_Exercise_
Copy out the records in full, word for word, without pictures.

--- Start of Information supplied ---

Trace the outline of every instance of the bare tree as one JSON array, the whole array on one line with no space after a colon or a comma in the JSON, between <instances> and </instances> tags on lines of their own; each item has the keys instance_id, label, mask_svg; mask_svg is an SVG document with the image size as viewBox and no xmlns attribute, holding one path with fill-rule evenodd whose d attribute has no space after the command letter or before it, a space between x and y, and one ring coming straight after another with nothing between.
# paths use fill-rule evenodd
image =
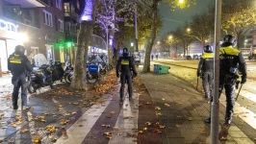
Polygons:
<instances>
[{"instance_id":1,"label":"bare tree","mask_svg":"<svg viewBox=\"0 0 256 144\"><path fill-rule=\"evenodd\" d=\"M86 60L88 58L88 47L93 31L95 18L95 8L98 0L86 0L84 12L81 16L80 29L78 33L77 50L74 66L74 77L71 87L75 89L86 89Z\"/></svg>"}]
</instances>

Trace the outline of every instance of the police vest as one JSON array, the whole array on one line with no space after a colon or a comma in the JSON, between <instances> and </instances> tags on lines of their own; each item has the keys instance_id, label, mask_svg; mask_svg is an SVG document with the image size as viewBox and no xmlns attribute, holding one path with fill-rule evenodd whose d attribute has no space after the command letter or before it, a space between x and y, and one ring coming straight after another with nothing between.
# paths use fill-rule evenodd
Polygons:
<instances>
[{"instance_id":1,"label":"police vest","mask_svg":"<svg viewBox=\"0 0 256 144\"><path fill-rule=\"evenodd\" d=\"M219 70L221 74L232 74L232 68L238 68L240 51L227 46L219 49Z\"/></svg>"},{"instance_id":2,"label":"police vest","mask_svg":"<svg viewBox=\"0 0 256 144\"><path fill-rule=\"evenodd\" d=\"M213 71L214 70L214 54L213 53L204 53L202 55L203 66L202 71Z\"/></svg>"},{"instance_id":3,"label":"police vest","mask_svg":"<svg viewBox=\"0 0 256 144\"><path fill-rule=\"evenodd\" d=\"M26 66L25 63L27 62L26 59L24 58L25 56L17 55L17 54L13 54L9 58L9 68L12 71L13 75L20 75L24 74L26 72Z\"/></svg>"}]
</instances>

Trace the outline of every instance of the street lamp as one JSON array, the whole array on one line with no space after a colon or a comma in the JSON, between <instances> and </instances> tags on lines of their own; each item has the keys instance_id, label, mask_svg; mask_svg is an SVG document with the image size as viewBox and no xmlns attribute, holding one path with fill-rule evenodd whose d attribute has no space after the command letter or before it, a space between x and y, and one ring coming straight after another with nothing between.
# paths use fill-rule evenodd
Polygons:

--- End of Information supplied ---

_Output_
Trace the outline of every instance of the bare tree as one JSON array, the whole array on one line with no space after a colon or a comma in the JSON, between <instances> and </instances> tags on lines of their own; each item has the keys instance_id, label, mask_svg; mask_svg is an SVG document with the image size as viewBox and no xmlns attribute, holding one path with fill-rule evenodd whose d attribute has no space after the command letter or before it, a space between x and y, and one ring coming straight after another with nothing between.
# paths use fill-rule evenodd
image =
Polygons:
<instances>
[{"instance_id":1,"label":"bare tree","mask_svg":"<svg viewBox=\"0 0 256 144\"><path fill-rule=\"evenodd\" d=\"M86 60L88 58L88 47L93 31L95 18L95 8L98 0L86 0L84 12L81 16L80 29L78 33L77 50L74 66L74 77L71 87L75 89L86 89Z\"/></svg>"}]
</instances>

Trace the outline of every instance of the police vest as one JSON array, the whole array on one line with no space after a colon or a comma in the JSON, between <instances> and </instances> tags on lines of their own; each item has the keys instance_id, label, mask_svg; mask_svg is an SVG document with the image size as viewBox and no xmlns attribute, holding one path with fill-rule evenodd whose d attribute has no space after the command letter or before it, a space between x and y, and one ring coming straight after another with nothing between.
# paths use fill-rule evenodd
Polygons:
<instances>
[{"instance_id":1,"label":"police vest","mask_svg":"<svg viewBox=\"0 0 256 144\"><path fill-rule=\"evenodd\" d=\"M219 70L221 74L232 74L232 68L238 68L240 51L227 46L219 49Z\"/></svg>"},{"instance_id":2,"label":"police vest","mask_svg":"<svg viewBox=\"0 0 256 144\"><path fill-rule=\"evenodd\" d=\"M213 71L214 70L214 54L213 53L204 53L202 55L203 66L202 71Z\"/></svg>"},{"instance_id":3,"label":"police vest","mask_svg":"<svg viewBox=\"0 0 256 144\"><path fill-rule=\"evenodd\" d=\"M26 66L25 63L27 62L26 59L24 58L25 56L17 55L17 54L13 54L9 58L9 68L12 71L13 75L20 75L24 74L26 72Z\"/></svg>"}]
</instances>

Trace the outline of every instance of the street lamp as one JSON array, the whole array on one line with no space after a colon or a comma in the JSON, between <instances> and </instances> tags on lines of their own; each item has the keys instance_id, label, mask_svg; mask_svg is an SVG document with the image size as viewBox and no xmlns attribute, holding one path with fill-rule evenodd whose d attribute has no space after the command letter or before it, a space between x and y, and one ring coming straight after another with nothing between.
# paths use fill-rule evenodd
Polygons:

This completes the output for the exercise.